ARANDAS Y SU GUARDIÁN POÉTICO
Por: Silvia Quezada/ TEN/ Cultura
En días recientes apareció el segundo libro de César Coronado: Soledad y sombras del cancerbero, en una pulcra edición realizada por el Taller literario Ramiro Aguirre Aguirre, de Arandas. El animal mitológico al que hace alusión el título es nada menos que el vigilante del averno, resguardante fiel de la noche y sus delirios. Si los nombres de las obras son siempre la esencia de los poemas en conjunto, estas páginas nos muestran a un vigilante transeúnte de la luna, quien se ha apropiado de la ciudad y sus vericuetos.
La voz poética se asemeja a la del caballero medieval cuya tradición marca cuidar de la ciudad como un ente vivo, para apropiarse de sus minucias y volverla poema. César Coronado descubre en cada calle, muro y piedra comunal rastros de su infancia, raíces familiares e historia civil, para detenerse cada vez en la opulencia del templo de San José, verticalidad que lo asombra y le despierta el canto.
● ● ●
**TAREAS**
**a)** Según la reseña, ¿quién realizó la edición de Soledad y sombras del cancerbero?
**b)** Enumera los sitios de la ciudad en los que, de acuerdo con la reseña, César Coronado descubre rastros de su infancia.
Las líneas siguientes son material independiente de la reseña.

[Datos almacenados]
● ● ●
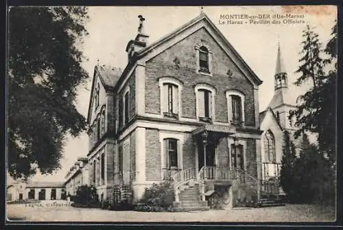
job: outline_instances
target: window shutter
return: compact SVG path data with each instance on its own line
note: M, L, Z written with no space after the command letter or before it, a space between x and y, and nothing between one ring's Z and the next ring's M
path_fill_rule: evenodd
M176 86L173 86L173 113L178 113L178 89Z
M182 148L182 146L181 146L181 143L180 142L179 140L178 140L177 141L177 144L178 144L178 169L179 170L182 170L182 156L181 156L181 148Z
M163 84L162 87L162 90L161 90L161 109L162 109L162 113L163 112L167 112L168 111L168 85L167 84Z
M204 92L203 91L198 91L198 108L199 110L198 115L199 117L204 117L205 116L205 113L204 113L204 104L205 104L205 101L204 101Z
M167 139L165 139L165 168L169 168L169 142L168 141Z
M212 104L213 103L213 100L212 100L212 93L209 92L209 117L213 117L213 115L212 113Z

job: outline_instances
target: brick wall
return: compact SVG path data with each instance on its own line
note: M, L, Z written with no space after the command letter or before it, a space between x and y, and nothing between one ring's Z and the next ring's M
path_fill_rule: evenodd
M182 148L183 168L196 168L195 144L191 134L185 133Z
M194 49L201 39L205 41L212 51L213 76L196 73L196 50ZM173 60L180 60L180 67L175 67ZM233 75L227 76L230 69ZM182 117L196 118L196 95L194 86L207 83L217 89L215 117L217 122L227 122L227 102L226 90L235 89L245 94L246 125L255 125L254 92L252 84L213 38L202 28L185 39L164 51L147 62L145 66L145 111L160 113L160 91L158 78L174 76L184 83L182 94Z
M134 132L130 135L130 170L131 181L136 180L136 133ZM138 163L139 163L139 162Z
M226 138L222 138L217 147L217 165L228 168L228 150Z
M107 108L106 108L106 117L107 117L107 130L115 130L115 96L108 95L107 97Z
M158 130L145 130L145 176L147 180L161 179L161 147Z
M256 141L255 139L246 139L246 171L257 177L257 165L256 162Z
M107 157L107 163L106 174L107 176L107 185L113 184L113 174L115 173L115 146L113 143L108 143L106 145L106 152Z

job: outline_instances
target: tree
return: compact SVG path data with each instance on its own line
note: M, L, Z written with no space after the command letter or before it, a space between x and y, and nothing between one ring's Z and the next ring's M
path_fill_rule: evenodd
M296 137L305 131L317 133L319 150L328 156L331 164L335 162L337 65L335 64L333 69L332 62L337 55L336 27L337 24L324 50L313 28L307 26L303 32L300 52L303 56L296 71L301 76L295 84L299 86L310 80L313 87L298 97L300 104L289 113L290 119L294 115L297 119L296 125L299 129L295 133ZM330 56L329 59L320 58L324 52ZM329 73L324 71L324 67L331 69Z
M60 168L65 137L86 120L74 104L88 74L78 48L84 7L13 7L9 12L8 171L14 179Z
M283 132L283 156L280 171L280 185L289 200L296 196L296 187L294 178L294 165L296 160L296 148L289 137L288 131Z

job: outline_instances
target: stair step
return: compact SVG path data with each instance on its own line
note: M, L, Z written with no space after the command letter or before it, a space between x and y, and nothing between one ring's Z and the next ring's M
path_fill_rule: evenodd
M204 207L175 207L175 211L208 211L210 207L208 206Z

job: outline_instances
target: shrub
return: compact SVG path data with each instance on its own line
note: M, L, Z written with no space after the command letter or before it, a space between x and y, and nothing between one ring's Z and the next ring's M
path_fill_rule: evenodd
M145 188L140 203L148 205L149 207L167 209L173 205L174 196L172 182L167 180L159 184L154 183L150 187ZM147 209L150 210L147 206Z
M97 189L93 185L82 185L78 188L76 196L73 198L76 204L95 205L99 203Z

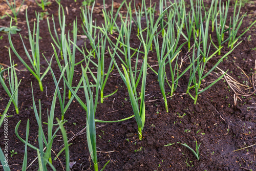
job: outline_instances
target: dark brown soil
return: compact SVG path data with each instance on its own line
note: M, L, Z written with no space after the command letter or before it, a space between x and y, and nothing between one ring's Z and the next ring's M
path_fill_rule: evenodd
M79 35L83 34L79 9L81 2L78 0L75 3L73 1L61 1L65 13L67 13L66 7L69 11L69 15L66 14L66 31L72 29L73 21L76 17L78 22L78 34ZM109 5L111 5L111 1L106 1L106 3ZM100 7L102 4L102 1L99 0L98 3L96 7ZM139 5L138 3L139 2L136 1L137 5ZM32 27L32 22L35 17L34 11L42 11L36 4L31 3L30 1L27 1L25 4L29 5L28 13L30 26ZM232 7L230 8L232 10ZM242 13L247 12L247 15L239 34L249 26L251 21L255 19L255 10L256 7L253 4L247 3L244 7L242 7ZM50 14L49 17L53 14L57 19L58 6L56 2L52 2L52 4L46 8L46 10ZM97 18L97 23L99 25L103 22L101 11L100 10L98 13L95 12L94 15L94 17ZM20 33L25 40L26 46L28 47L29 41L24 38L25 36L28 36L25 11L20 13L18 18L17 26L22 29ZM0 20L1 26L8 27L9 24L10 19L8 17ZM52 39L48 32L46 19L40 20L39 24L40 36L42 37L40 40L40 49L41 53L50 60L53 51L50 44ZM133 39L131 41L133 46L138 47L139 41L136 38L136 27L134 27L134 31L132 32ZM248 85L248 88L244 90L244 92L248 93L254 91L251 84L251 76L254 72L254 61L256 59L255 29L255 27L252 27L250 31L242 36L241 38L241 40L243 40L242 44L228 55L227 59L224 59L219 66L219 68L224 71L228 69L227 73L235 80L241 84ZM214 36L214 34L212 34ZM3 36L3 39L0 40L0 63L9 65L8 35L0 32L0 37L1 36ZM29 62L27 57L25 57L26 54L18 34L12 35L12 39L20 56L24 56L25 61ZM83 45L84 39L78 37L77 41L78 45L81 47ZM185 40L183 38L181 38L180 44L184 41ZM185 46L182 49L180 58L185 56L188 50L187 49ZM222 50L221 55L223 55L228 50L228 49L225 48ZM149 57L151 57L150 65L156 65L157 58L155 51L153 50L150 52ZM77 52L76 61L79 61L83 57L80 53ZM106 63L109 63L109 55L106 55ZM212 67L220 57L218 56L214 57L209 61L207 67ZM32 109L31 83L33 86L36 105L38 106L38 99L41 99L43 104L42 113L44 122L47 122L47 110L50 109L55 87L52 76L49 72L42 81L44 91L41 92L36 79L27 70L25 70L25 67L13 53L12 58L14 63L17 63L17 68L20 71L17 72L18 79L22 79L22 81L18 89L20 114L15 114L13 104L8 111L8 115L13 115L8 120L9 150L13 149L17 153L12 157L10 157L9 153L8 159L11 169L18 170L22 169L25 149L25 144L17 138L14 133L15 125L19 120L22 120L22 123L19 125L18 133L25 139L26 122L29 118L29 143L38 146L38 127ZM184 66L181 70L184 69L188 62L188 60L183 62ZM179 61L180 63L180 61ZM42 57L41 65L42 72L48 66ZM52 66L58 78L60 72L55 59ZM73 81L75 84L77 83L81 76L80 66L76 66L75 70ZM219 72L220 71L216 70L216 72ZM100 168L108 160L110 160L105 168L106 170L256 170L256 146L233 152L236 149L256 143L255 94L250 96L240 96L237 104L234 106L234 92L227 82L224 79L221 79L202 93L199 97L198 103L194 105L194 101L189 96L185 94L189 77L188 74L187 74L179 82L180 87L178 87L175 95L168 99L169 112L166 113L160 94L157 76L151 70L148 70L148 73L146 101L148 102L146 103L145 106L146 120L143 131L142 141L138 139L137 126L135 118L122 122L97 123L97 126L101 126L96 129L97 146L99 151L98 160ZM205 84L203 86L205 88L209 84L208 82L217 78L217 75L212 73L212 75L206 77ZM114 70L107 82L104 93L111 93L116 88L118 89L118 91L114 95L105 99L103 104L98 105L96 114L97 119L115 120L133 115L127 89L120 77L116 75L118 74L118 71ZM167 74L168 75L168 73ZM63 86L63 82L61 83L61 86ZM167 92L170 91L167 84L165 88ZM85 101L83 91L81 89L78 94ZM2 87L0 87L0 97L1 113L4 111L9 99ZM68 99L67 96L66 98ZM158 100L149 102L154 99ZM61 118L58 100L57 100L55 117ZM66 114L65 118L68 121L65 124L65 127L69 138L86 126L86 112L75 100ZM47 126L45 124L43 125L46 136ZM201 131L198 133L199 130ZM1 140L4 139L3 133L3 129L1 129ZM55 154L57 154L62 148L60 147L63 144L59 132L53 143L53 157L55 157ZM178 143L186 143L195 149L195 139L199 143L201 143L199 148L200 161L196 159L189 149ZM73 144L69 148L70 161L76 162L73 166L72 170L93 169L93 166L91 167L90 165L93 163L92 161L89 160L90 154L86 134L77 136L71 142ZM4 147L3 143L1 140L1 146L2 148ZM172 145L164 146L168 143L172 143ZM62 167L65 167L64 155L63 153L59 157L59 160L57 160L53 162L57 170L63 170ZM28 165L36 156L36 152L29 148ZM37 161L36 160L32 164L28 170L37 170Z

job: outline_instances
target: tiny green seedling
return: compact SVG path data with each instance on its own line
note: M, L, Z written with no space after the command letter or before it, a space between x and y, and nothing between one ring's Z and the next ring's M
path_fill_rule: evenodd
M11 26L10 27L0 27L0 32L3 32L4 33L10 32L11 34L17 34L17 32L20 32L21 30L22 30L21 29L18 28L16 26ZM3 38L3 37L2 37Z
M201 143L199 144L199 145L198 146L197 145L197 141L196 140L196 152L191 148L190 148L188 145L187 145L187 144L184 143L181 143L181 145L185 146L186 147L188 148L189 149L192 153L194 154L194 155L197 157L197 159L199 160L200 159L200 156L199 156L199 147L200 146Z
M142 148L143 147L142 146L141 146L139 148L135 149L134 151L134 152L137 153L137 152L138 152L139 151L141 151L142 150Z
M14 149L12 149L12 151L10 151L10 153L11 153L11 157L13 157L14 155L18 154L17 152L14 152Z

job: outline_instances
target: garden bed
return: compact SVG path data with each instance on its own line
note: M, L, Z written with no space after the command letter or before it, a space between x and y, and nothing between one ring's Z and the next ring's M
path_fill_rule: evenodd
M154 1L153 2L155 2ZM152 2L154 4L153 2ZM3 4L4 3L1 3ZM141 6L141 2L136 1L137 7ZM69 29L73 29L73 20L77 18L78 33L77 45L81 47L84 42L90 46L90 41L83 36L83 31L81 26L82 20L80 13L80 7L82 1L78 0L76 3L73 1L61 1L64 8L67 24L66 33ZM133 3L132 3L133 4ZM207 4L207 3L206 3ZM229 16L232 15L234 4L230 5L230 12ZM109 7L111 1L106 1L106 4ZM97 18L98 26L104 23L102 17L102 2L98 1L95 4L94 17ZM115 4L115 10L118 8L118 4ZM35 20L35 11L42 12L41 9L30 1L26 1L25 5L28 5L28 19L31 24ZM157 5L157 11L159 11L159 4ZM239 34L241 34L249 26L250 23L255 19L254 11L256 10L254 4L248 3L241 8L241 13L247 12L244 19ZM46 7L46 11L51 17L52 14L55 18L57 18L58 5L54 2ZM67 14L68 11L68 14ZM158 12L157 11L157 13ZM121 9L123 15L126 14L125 8ZM40 53L44 53L46 58L50 61L54 52L51 42L52 38L48 31L47 20L45 16L40 20L39 40ZM22 30L20 33L23 38L26 47L29 46L28 36L28 29L26 26L25 11L22 11L18 16L17 26ZM52 22L50 20L50 22ZM56 22L56 27L59 26ZM9 27L10 19L5 17L0 20L0 25ZM14 24L13 22L13 25ZM142 22L142 24L144 23ZM120 24L120 23L119 23ZM145 26L143 28L145 28ZM51 25L51 30L53 26ZM218 68L223 71L227 71L227 74L240 83L248 86L244 87L240 86L241 90L245 94L250 94L254 90L252 85L253 80L252 75L255 70L256 36L255 26L239 39L243 41L234 50L220 63ZM140 40L137 36L137 29L134 24L130 39L131 46L138 48ZM212 36L216 35L215 32L211 33ZM10 47L8 34L0 32L0 63L10 65L8 47ZM114 33L113 37L117 37L118 35ZM22 41L18 34L11 35L14 46L19 54L24 56L24 60L29 62L24 50ZM186 41L181 36L179 45ZM209 41L208 41L209 42ZM109 45L108 43L107 45ZM215 51L211 46L211 51ZM158 64L155 47L150 51L148 55L148 63L150 66ZM227 46L222 49L221 55L212 57L207 65L207 68L212 67L222 56L227 53L230 49ZM185 57L188 49L186 45L181 49L179 54L178 63L180 65L181 57ZM19 114L16 114L15 108L12 104L8 110L8 115L13 115L8 118L8 148L9 151L14 150L17 154L10 157L9 153L9 164L11 170L21 170L24 155L25 144L21 142L15 135L14 129L19 120L22 120L18 128L19 135L24 139L26 136L26 123L30 119L30 130L29 142L36 147L38 144L38 124L35 117L32 103L31 84L33 84L34 96L36 104L38 106L38 100L41 99L42 106L42 120L47 121L47 110L51 109L55 85L52 76L49 72L42 80L44 91L41 92L38 86L38 81L30 72L12 52L12 59L18 71L16 71L18 80L22 79L18 88L18 104ZM190 54L191 55L191 54ZM82 54L77 51L76 62L83 59ZM142 58L141 58L142 59ZM42 56L41 58L41 67L42 72L48 65ZM93 59L96 61L97 60ZM111 58L109 54L106 54L105 62L106 66L110 63ZM133 61L133 60L132 60ZM117 60L120 66L121 62ZM181 70L184 70L189 65L189 60L182 62ZM82 63L85 66L85 63ZM139 63L140 65L142 62ZM133 63L133 65L135 65ZM6 68L6 66L3 66ZM58 79L60 72L57 63L53 57L52 66L56 78ZM157 68L158 67L154 67ZM156 69L155 69L157 70ZM97 70L94 70L97 71ZM110 160L105 167L106 170L256 170L255 146L234 152L234 151L256 143L256 96L255 94L250 96L239 96L237 104L234 104L234 92L228 84L224 77L209 89L201 94L197 100L197 104L189 95L186 94L189 72L182 76L178 82L179 86L173 96L167 99L169 112L166 113L164 102L159 88L158 77L150 69L147 70L145 91L145 121L143 130L142 140L138 139L137 126L135 118L123 122L117 123L96 123L97 146L99 168L101 168ZM167 75L170 74L166 71ZM219 76L215 73L219 74ZM202 86L205 88L213 80L221 75L220 70L217 69L211 75L206 78L204 84ZM82 76L80 65L75 67L73 83L76 86ZM248 76L248 77L247 77ZM90 78L90 81L93 80ZM6 80L8 82L8 80ZM62 86L63 81L60 82L60 87ZM61 86L62 85L62 86ZM140 84L139 84L140 87ZM166 84L167 92L170 91ZM255 84L254 86L255 86ZM140 87L138 88L140 90ZM129 95L126 87L122 80L116 68L110 74L106 82L104 94L109 94L118 89L116 93L104 99L103 103L97 105L96 119L103 120L117 120L131 116L133 114L133 108L130 101ZM250 91L249 91L250 90ZM193 90L191 90L193 92ZM246 94L245 94L246 93ZM83 90L79 89L77 93L79 97L86 101ZM169 95L167 95L169 97ZM4 111L10 99L4 89L0 87L0 113ZM66 95L68 99L68 94ZM67 100L67 101L68 101ZM99 102L100 102L99 100ZM85 102L84 102L85 103ZM59 102L56 101L55 117L61 118ZM86 112L74 99L73 102L65 115L65 119L67 121L64 124L67 136L69 139L75 136L70 142L72 144L69 146L70 162L75 162L72 168L74 170L93 170L93 163L90 159L86 133L77 135L86 126ZM54 121L54 123L57 123ZM47 126L42 124L44 133L47 135ZM54 127L54 129L57 128ZM2 127L3 128L3 127ZM1 139L3 140L4 130L1 128ZM86 132L84 130L83 133ZM182 146L180 143L185 143L193 149L196 148L195 140L201 145L199 148L200 160L198 160L191 152ZM63 146L62 137L60 131L57 133L57 137L52 147L52 156L54 158ZM169 145L166 146L166 145ZM4 147L4 141L1 140L1 146ZM37 157L36 151L28 147L28 166ZM53 161L53 164L57 170L64 170L66 167L65 152L59 157L59 159ZM29 170L38 169L38 161L36 160L28 169ZM50 168L49 168L50 169Z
● ● ●
**RESPUESTAS POR TAREA**
**a)** El Taller literario Ramiro Aguirre Aguirre, de Arandas.

**b)** Calle, muro y piedra comunal.